• _Records shown_:
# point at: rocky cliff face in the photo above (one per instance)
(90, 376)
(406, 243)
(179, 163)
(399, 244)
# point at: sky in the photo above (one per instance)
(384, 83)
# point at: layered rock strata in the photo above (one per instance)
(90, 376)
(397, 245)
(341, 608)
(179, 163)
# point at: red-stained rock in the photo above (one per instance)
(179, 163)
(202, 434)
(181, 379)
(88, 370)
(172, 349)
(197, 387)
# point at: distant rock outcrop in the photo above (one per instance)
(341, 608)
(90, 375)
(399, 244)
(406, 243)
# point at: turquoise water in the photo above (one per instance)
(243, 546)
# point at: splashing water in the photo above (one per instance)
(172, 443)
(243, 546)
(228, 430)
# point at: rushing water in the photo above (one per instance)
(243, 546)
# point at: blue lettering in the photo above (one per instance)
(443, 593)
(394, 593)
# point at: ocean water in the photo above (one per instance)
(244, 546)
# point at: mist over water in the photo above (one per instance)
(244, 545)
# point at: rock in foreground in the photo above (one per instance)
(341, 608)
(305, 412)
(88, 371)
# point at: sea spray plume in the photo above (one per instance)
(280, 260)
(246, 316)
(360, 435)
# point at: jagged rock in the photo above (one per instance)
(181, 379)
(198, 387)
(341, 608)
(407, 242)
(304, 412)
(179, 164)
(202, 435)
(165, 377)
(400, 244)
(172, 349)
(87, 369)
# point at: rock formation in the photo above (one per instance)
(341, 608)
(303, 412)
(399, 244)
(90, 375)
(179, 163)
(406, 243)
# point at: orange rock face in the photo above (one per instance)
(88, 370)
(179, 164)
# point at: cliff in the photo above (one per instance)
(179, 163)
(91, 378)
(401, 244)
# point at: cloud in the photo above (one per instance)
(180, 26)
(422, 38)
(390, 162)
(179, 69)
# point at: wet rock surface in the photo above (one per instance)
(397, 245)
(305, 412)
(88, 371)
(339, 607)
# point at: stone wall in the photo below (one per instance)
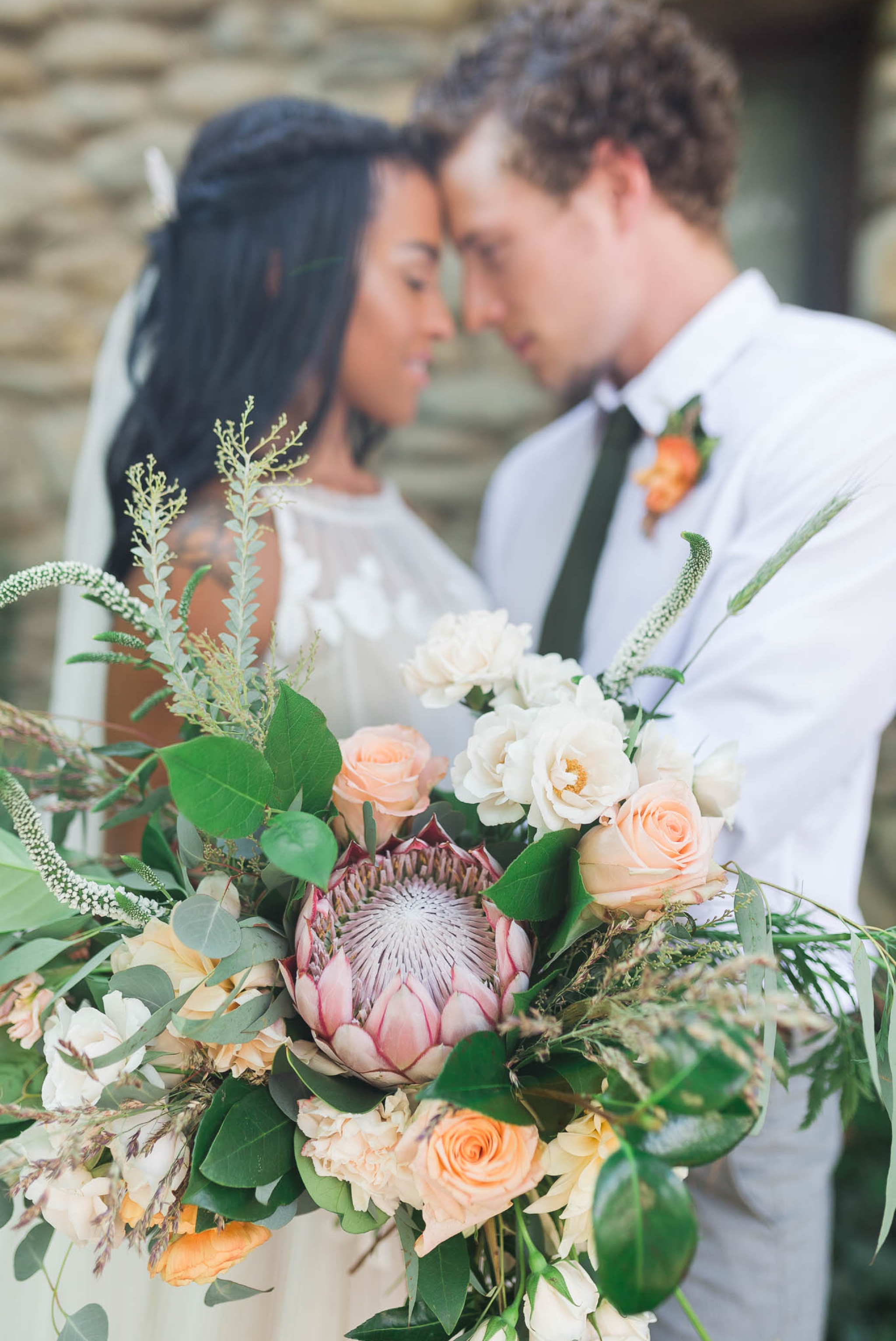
(85, 88)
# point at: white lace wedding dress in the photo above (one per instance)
(371, 577)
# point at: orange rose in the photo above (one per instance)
(393, 769)
(672, 475)
(466, 1167)
(200, 1258)
(656, 852)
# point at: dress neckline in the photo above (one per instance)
(320, 501)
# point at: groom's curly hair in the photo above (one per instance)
(565, 74)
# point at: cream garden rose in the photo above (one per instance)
(717, 782)
(574, 1159)
(478, 774)
(572, 766)
(466, 1169)
(360, 1148)
(92, 1033)
(541, 680)
(393, 769)
(655, 853)
(480, 649)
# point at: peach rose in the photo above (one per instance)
(658, 852)
(200, 1258)
(467, 1167)
(22, 1008)
(393, 769)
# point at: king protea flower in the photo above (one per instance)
(403, 957)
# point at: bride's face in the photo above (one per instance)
(399, 312)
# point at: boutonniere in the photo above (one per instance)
(683, 453)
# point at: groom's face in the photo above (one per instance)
(552, 275)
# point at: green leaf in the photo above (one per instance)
(395, 1325)
(866, 993)
(756, 933)
(302, 753)
(302, 845)
(332, 1194)
(475, 1076)
(646, 1232)
(534, 887)
(228, 1292)
(443, 1281)
(24, 899)
(33, 955)
(345, 1093)
(694, 1140)
(30, 1254)
(88, 1324)
(206, 926)
(222, 785)
(578, 919)
(147, 983)
(254, 1144)
(696, 1077)
(258, 944)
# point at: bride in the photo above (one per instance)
(300, 265)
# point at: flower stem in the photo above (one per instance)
(691, 1316)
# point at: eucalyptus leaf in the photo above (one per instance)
(443, 1280)
(228, 1292)
(534, 887)
(302, 845)
(30, 1254)
(475, 1076)
(646, 1232)
(220, 783)
(203, 924)
(254, 1144)
(259, 943)
(345, 1093)
(88, 1324)
(302, 751)
(147, 983)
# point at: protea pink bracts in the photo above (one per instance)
(403, 957)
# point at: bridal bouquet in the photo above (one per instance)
(483, 1020)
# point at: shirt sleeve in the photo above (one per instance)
(805, 676)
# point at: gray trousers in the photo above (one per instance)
(762, 1266)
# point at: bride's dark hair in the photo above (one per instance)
(254, 284)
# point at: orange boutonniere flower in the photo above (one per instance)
(683, 454)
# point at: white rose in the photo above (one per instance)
(147, 1159)
(541, 682)
(613, 1327)
(74, 1202)
(360, 1148)
(222, 888)
(478, 774)
(717, 783)
(572, 768)
(552, 1317)
(92, 1033)
(660, 757)
(465, 652)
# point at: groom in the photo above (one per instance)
(587, 151)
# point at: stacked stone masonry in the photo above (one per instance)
(88, 85)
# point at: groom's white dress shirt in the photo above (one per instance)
(805, 678)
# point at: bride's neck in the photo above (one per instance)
(330, 459)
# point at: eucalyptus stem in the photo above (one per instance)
(691, 1316)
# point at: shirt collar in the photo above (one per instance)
(694, 357)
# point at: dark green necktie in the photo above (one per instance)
(565, 616)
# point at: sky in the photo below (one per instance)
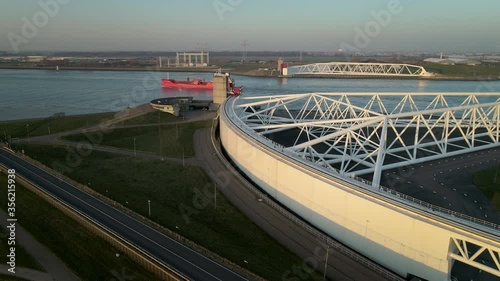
(276, 25)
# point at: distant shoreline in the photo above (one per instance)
(248, 74)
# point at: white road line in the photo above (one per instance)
(137, 222)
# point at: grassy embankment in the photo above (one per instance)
(174, 191)
(38, 127)
(89, 256)
(489, 183)
(173, 140)
(23, 258)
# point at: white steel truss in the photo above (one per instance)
(484, 257)
(353, 134)
(359, 69)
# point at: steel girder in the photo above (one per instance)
(359, 69)
(354, 134)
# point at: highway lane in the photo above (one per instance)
(163, 248)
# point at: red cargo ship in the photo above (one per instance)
(187, 84)
(199, 84)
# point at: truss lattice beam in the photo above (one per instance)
(359, 69)
(355, 133)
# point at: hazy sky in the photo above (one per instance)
(276, 25)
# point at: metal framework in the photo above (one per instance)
(483, 257)
(359, 69)
(354, 134)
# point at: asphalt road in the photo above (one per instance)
(449, 183)
(183, 259)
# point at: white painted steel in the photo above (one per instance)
(359, 69)
(424, 240)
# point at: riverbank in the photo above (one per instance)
(255, 72)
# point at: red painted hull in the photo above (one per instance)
(194, 84)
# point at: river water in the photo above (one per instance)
(41, 93)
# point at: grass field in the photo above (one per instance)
(154, 117)
(175, 140)
(175, 191)
(38, 127)
(23, 258)
(89, 256)
(486, 182)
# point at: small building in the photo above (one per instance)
(35, 58)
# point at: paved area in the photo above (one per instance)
(449, 183)
(56, 270)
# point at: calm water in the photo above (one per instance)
(41, 93)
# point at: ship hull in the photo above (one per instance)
(195, 84)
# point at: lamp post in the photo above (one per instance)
(135, 152)
(326, 262)
(28, 132)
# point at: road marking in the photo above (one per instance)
(126, 215)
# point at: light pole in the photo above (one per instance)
(135, 152)
(28, 132)
(326, 261)
(496, 174)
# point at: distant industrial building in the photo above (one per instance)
(184, 59)
(453, 61)
(35, 58)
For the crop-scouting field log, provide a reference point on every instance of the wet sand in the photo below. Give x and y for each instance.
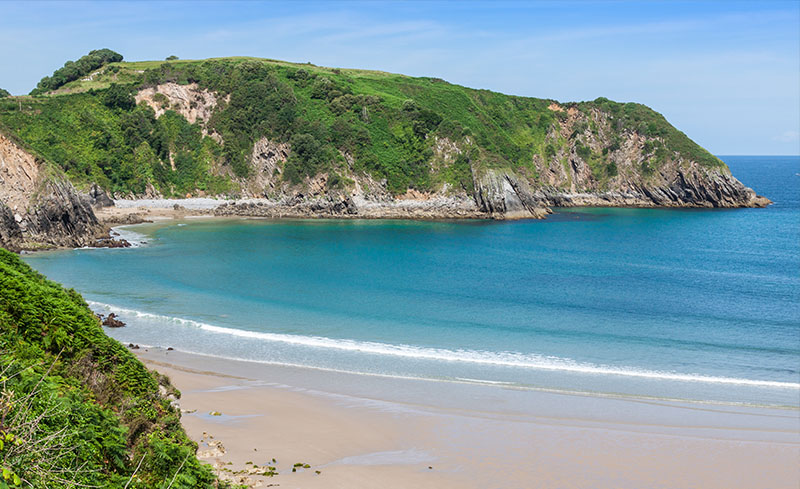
(365, 432)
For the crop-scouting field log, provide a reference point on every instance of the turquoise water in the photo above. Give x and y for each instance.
(687, 304)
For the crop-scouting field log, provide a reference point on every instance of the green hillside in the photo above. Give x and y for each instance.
(77, 409)
(92, 128)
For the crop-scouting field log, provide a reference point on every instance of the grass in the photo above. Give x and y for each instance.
(387, 122)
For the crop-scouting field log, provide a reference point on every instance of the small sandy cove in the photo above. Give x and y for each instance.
(355, 431)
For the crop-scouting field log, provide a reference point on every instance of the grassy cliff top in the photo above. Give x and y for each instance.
(78, 408)
(386, 122)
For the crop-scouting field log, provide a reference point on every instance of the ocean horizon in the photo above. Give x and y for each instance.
(687, 304)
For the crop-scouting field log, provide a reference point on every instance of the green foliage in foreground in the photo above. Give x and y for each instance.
(78, 409)
(647, 122)
(103, 137)
(387, 123)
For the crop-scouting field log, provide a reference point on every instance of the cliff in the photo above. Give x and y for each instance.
(38, 208)
(315, 141)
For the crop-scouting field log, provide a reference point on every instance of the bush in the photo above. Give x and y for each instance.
(78, 408)
(73, 70)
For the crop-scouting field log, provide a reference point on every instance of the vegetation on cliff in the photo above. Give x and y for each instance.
(337, 122)
(76, 407)
(74, 70)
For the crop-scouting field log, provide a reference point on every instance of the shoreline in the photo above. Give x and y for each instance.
(366, 431)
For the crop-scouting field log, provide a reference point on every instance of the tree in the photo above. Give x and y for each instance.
(119, 97)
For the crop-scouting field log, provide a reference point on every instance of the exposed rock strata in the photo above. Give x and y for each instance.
(47, 211)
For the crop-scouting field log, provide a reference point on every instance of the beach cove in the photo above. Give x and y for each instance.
(656, 347)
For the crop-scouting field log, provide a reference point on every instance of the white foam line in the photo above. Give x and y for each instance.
(502, 359)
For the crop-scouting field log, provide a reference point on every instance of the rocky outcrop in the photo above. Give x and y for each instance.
(188, 100)
(502, 194)
(47, 210)
(194, 104)
(266, 166)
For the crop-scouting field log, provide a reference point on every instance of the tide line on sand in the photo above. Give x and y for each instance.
(502, 359)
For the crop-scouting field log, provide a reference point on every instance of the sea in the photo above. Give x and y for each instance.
(698, 305)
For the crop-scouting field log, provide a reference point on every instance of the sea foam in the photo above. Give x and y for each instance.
(475, 357)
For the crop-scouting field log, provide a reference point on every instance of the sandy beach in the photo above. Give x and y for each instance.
(370, 431)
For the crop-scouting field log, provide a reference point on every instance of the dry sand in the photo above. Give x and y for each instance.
(370, 432)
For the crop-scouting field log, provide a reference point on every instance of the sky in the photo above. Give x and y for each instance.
(725, 73)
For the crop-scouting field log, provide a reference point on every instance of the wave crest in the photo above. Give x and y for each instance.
(502, 359)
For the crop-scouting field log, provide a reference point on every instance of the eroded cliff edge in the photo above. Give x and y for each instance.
(38, 208)
(276, 139)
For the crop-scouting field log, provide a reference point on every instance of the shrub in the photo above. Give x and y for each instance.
(73, 70)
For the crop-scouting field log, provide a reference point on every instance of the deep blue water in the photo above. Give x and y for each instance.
(690, 304)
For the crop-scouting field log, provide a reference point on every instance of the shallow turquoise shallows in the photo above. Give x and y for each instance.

• _The exercise_:
Repeat exactly the lines starting at the line with "the dry sand" and ending with the final line of the entries. Include nothing else.

• _Final answer_:
For the crop-scouting field log, provide a reference point on every instance of the dry sand in the photo above. Give x and y for each instance.
(370, 432)
For the crop-scouting field log, provide a reference point on every instance of the sky in the photo above. Give x and y for each instance.
(725, 73)
For the crop-scouting field log, provide a reference point on every instance of the wave crest in the photo above. Give x and y for each instance.
(502, 359)
For the crop-scouting field log, provide a reference point on every instance of the eroded cliff edge in the photo above. Give x and y for each instance.
(38, 208)
(276, 139)
For the crop-scouting field log, provide a reference point on every instance of the shrub in the photo above. Give x and y for each instance.
(73, 70)
For the crop-scouting field log, provide a reference point on every instance of the deep blue water in the photo above. Give x and y for each instance.
(690, 304)
For the crop-scouting field log, provide a reference point on every instance of the shallow turquoise shallows in the photo above. Give x and y for each instance.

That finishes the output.